── EXCERPTED DATA

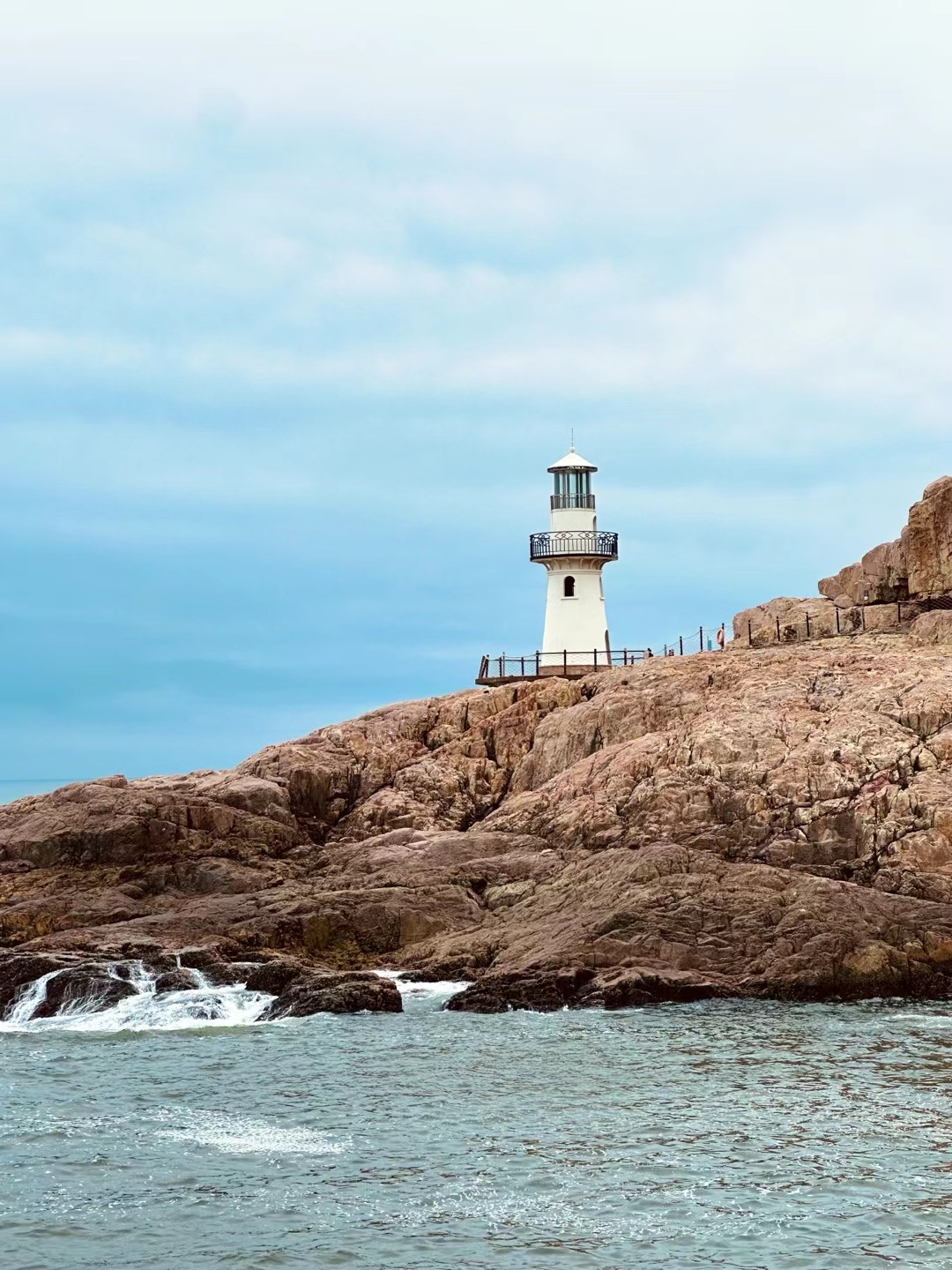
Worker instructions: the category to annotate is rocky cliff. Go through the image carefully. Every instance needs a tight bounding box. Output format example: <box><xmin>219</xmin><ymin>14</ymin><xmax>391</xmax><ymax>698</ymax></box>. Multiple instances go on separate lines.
<box><xmin>733</xmin><ymin>476</ymin><xmax>952</xmax><ymax>646</ymax></box>
<box><xmin>7</xmin><ymin>635</ymin><xmax>952</xmax><ymax>1010</ymax></box>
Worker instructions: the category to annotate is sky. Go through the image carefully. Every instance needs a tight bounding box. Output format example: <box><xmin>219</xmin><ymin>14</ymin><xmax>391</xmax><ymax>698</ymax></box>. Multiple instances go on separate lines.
<box><xmin>0</xmin><ymin>0</ymin><xmax>952</xmax><ymax>782</ymax></box>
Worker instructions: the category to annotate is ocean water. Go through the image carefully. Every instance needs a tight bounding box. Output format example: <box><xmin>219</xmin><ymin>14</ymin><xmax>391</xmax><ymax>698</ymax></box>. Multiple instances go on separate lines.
<box><xmin>0</xmin><ymin>979</ymin><xmax>952</xmax><ymax>1270</ymax></box>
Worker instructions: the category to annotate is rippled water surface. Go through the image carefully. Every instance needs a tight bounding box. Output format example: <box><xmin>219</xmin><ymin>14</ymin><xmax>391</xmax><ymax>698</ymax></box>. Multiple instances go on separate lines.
<box><xmin>0</xmin><ymin>990</ymin><xmax>952</xmax><ymax>1270</ymax></box>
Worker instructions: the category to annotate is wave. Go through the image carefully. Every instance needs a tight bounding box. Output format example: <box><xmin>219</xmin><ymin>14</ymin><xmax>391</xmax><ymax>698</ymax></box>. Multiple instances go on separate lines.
<box><xmin>376</xmin><ymin>970</ymin><xmax>471</xmax><ymax>1005</ymax></box>
<box><xmin>0</xmin><ymin>961</ymin><xmax>274</xmax><ymax>1033</ymax></box>
<box><xmin>0</xmin><ymin>961</ymin><xmax>470</xmax><ymax>1034</ymax></box>
<box><xmin>153</xmin><ymin>1110</ymin><xmax>349</xmax><ymax>1155</ymax></box>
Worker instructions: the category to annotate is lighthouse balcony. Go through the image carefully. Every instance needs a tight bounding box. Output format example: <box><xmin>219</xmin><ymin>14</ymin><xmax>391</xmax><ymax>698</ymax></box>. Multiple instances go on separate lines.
<box><xmin>529</xmin><ymin>529</ymin><xmax>618</xmax><ymax>560</ymax></box>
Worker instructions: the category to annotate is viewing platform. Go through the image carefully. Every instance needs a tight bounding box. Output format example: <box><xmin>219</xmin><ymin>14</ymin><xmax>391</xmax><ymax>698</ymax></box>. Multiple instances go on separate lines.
<box><xmin>529</xmin><ymin>529</ymin><xmax>618</xmax><ymax>561</ymax></box>
<box><xmin>476</xmin><ymin>647</ymin><xmax>652</xmax><ymax>688</ymax></box>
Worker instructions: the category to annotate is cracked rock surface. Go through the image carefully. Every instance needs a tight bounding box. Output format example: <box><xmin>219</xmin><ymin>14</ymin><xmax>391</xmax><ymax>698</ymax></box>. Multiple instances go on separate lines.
<box><xmin>0</xmin><ymin>635</ymin><xmax>952</xmax><ymax>1011</ymax></box>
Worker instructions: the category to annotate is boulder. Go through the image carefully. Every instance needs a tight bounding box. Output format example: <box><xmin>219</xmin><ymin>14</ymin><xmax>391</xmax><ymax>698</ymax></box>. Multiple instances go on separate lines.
<box><xmin>33</xmin><ymin>965</ymin><xmax>138</xmax><ymax>1019</ymax></box>
<box><xmin>0</xmin><ymin>952</ymin><xmax>70</xmax><ymax>1019</ymax></box>
<box><xmin>909</xmin><ymin>609</ymin><xmax>952</xmax><ymax>646</ymax></box>
<box><xmin>903</xmin><ymin>476</ymin><xmax>952</xmax><ymax>595</ymax></box>
<box><xmin>444</xmin><ymin>967</ymin><xmax>595</xmax><ymax>1015</ymax></box>
<box><xmin>733</xmin><ymin>595</ymin><xmax>853</xmax><ymax>647</ymax></box>
<box><xmin>262</xmin><ymin>973</ymin><xmax>404</xmax><ymax>1020</ymax></box>
<box><xmin>819</xmin><ymin>539</ymin><xmax>909</xmax><ymax>607</ymax></box>
<box><xmin>155</xmin><ymin>969</ymin><xmax>198</xmax><ymax>997</ymax></box>
<box><xmin>245</xmin><ymin>961</ymin><xmax>309</xmax><ymax>997</ymax></box>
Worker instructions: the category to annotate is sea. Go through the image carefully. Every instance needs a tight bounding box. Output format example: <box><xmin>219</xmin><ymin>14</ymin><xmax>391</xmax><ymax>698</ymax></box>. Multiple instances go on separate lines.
<box><xmin>0</xmin><ymin>970</ymin><xmax>952</xmax><ymax>1270</ymax></box>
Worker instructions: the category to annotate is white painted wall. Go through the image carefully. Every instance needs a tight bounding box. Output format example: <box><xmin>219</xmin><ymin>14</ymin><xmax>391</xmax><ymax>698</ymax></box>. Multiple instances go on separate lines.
<box><xmin>542</xmin><ymin>564</ymin><xmax>606</xmax><ymax>666</ymax></box>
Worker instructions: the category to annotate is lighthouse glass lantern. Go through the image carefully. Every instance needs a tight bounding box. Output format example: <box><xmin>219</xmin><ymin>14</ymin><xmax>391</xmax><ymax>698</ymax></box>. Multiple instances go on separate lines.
<box><xmin>529</xmin><ymin>447</ymin><xmax>618</xmax><ymax>666</ymax></box>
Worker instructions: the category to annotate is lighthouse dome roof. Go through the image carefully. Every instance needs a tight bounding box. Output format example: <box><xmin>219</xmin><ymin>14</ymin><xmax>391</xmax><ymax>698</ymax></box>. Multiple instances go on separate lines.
<box><xmin>548</xmin><ymin>445</ymin><xmax>598</xmax><ymax>473</ymax></box>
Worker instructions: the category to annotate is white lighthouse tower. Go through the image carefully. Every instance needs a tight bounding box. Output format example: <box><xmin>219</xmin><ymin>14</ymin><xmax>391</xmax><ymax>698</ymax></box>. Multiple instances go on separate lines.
<box><xmin>529</xmin><ymin>445</ymin><xmax>618</xmax><ymax>673</ymax></box>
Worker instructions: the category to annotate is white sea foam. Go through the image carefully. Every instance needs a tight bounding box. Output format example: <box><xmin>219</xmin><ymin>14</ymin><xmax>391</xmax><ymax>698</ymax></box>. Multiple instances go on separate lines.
<box><xmin>376</xmin><ymin>970</ymin><xmax>470</xmax><ymax>1002</ymax></box>
<box><xmin>155</xmin><ymin>1111</ymin><xmax>349</xmax><ymax>1155</ymax></box>
<box><xmin>0</xmin><ymin>961</ymin><xmax>274</xmax><ymax>1033</ymax></box>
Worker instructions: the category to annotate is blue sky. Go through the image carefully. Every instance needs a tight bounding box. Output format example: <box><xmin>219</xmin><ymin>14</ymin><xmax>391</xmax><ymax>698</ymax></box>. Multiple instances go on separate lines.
<box><xmin>0</xmin><ymin>0</ymin><xmax>952</xmax><ymax>781</ymax></box>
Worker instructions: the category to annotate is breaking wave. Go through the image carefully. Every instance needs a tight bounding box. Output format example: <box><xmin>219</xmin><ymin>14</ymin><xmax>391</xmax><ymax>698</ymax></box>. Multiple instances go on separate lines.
<box><xmin>0</xmin><ymin>961</ymin><xmax>274</xmax><ymax>1033</ymax></box>
<box><xmin>0</xmin><ymin>961</ymin><xmax>470</xmax><ymax>1034</ymax></box>
<box><xmin>155</xmin><ymin>1110</ymin><xmax>348</xmax><ymax>1155</ymax></box>
<box><xmin>377</xmin><ymin>970</ymin><xmax>470</xmax><ymax>1005</ymax></box>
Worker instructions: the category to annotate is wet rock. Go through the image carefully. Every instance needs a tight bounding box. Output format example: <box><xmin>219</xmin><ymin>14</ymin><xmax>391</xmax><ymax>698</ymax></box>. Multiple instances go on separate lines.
<box><xmin>263</xmin><ymin>973</ymin><xmax>404</xmax><ymax>1019</ymax></box>
<box><xmin>0</xmin><ymin>952</ymin><xmax>70</xmax><ymax>1019</ymax></box>
<box><xmin>155</xmin><ymin>969</ymin><xmax>198</xmax><ymax>997</ymax></box>
<box><xmin>445</xmin><ymin>967</ymin><xmax>595</xmax><ymax>1015</ymax></box>
<box><xmin>909</xmin><ymin>609</ymin><xmax>952</xmax><ymax>646</ymax></box>
<box><xmin>245</xmin><ymin>961</ymin><xmax>309</xmax><ymax>997</ymax></box>
<box><xmin>178</xmin><ymin>947</ymin><xmax>245</xmax><ymax>988</ymax></box>
<box><xmin>33</xmin><ymin>965</ymin><xmax>138</xmax><ymax>1019</ymax></box>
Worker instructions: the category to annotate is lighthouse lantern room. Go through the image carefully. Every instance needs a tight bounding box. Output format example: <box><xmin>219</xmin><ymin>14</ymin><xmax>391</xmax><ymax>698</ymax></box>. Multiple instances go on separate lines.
<box><xmin>476</xmin><ymin>445</ymin><xmax>628</xmax><ymax>687</ymax></box>
<box><xmin>538</xmin><ymin>447</ymin><xmax>618</xmax><ymax>667</ymax></box>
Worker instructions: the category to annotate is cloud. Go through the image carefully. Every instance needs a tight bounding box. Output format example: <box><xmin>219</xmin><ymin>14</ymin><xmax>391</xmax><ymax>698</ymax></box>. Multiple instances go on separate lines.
<box><xmin>0</xmin><ymin>0</ymin><xmax>952</xmax><ymax>776</ymax></box>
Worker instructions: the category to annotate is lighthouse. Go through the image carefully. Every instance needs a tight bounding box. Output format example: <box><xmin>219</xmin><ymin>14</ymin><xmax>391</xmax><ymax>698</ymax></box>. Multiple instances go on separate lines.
<box><xmin>529</xmin><ymin>445</ymin><xmax>618</xmax><ymax>667</ymax></box>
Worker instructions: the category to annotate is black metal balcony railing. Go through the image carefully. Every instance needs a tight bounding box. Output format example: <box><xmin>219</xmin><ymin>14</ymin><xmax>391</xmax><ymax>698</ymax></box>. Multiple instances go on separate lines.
<box><xmin>529</xmin><ymin>529</ymin><xmax>618</xmax><ymax>560</ymax></box>
<box><xmin>548</xmin><ymin>494</ymin><xmax>595</xmax><ymax>512</ymax></box>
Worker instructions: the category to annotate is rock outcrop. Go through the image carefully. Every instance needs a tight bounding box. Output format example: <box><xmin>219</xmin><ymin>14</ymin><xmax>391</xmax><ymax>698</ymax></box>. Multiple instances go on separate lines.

────

Set down only these lines, exactly: the line containing "Worker instructions: the category to annotate is lighthouse." and each line after it, through the end of the listing.

Worker instructions: the category to annotate is lighthouse. Go through the image carefully. Every instance needs a tight bounding box. Output format example: <box><xmin>219</xmin><ymin>14</ymin><xmax>391</xmax><ymax>698</ymax></box>. Multiple instances go on separate lines.
<box><xmin>529</xmin><ymin>445</ymin><xmax>618</xmax><ymax>667</ymax></box>
Worker instructions: the category to annotate is black metal balcony railing. Go through the image carefully. Every instance needs a tight bounding box. Output format example: <box><xmin>219</xmin><ymin>14</ymin><xmax>391</xmax><ymax>698</ymax></box>. Multiple instances go on separate lines.
<box><xmin>529</xmin><ymin>529</ymin><xmax>618</xmax><ymax>560</ymax></box>
<box><xmin>548</xmin><ymin>494</ymin><xmax>595</xmax><ymax>512</ymax></box>
Worker instructions: the category to annotate is rock outcrop. Go through the image carefully. Every instance needs a tight bounding box. Output format example: <box><xmin>219</xmin><ymin>14</ymin><xmax>391</xmax><ymax>698</ymax></box>. Multiple instances go on separate lines.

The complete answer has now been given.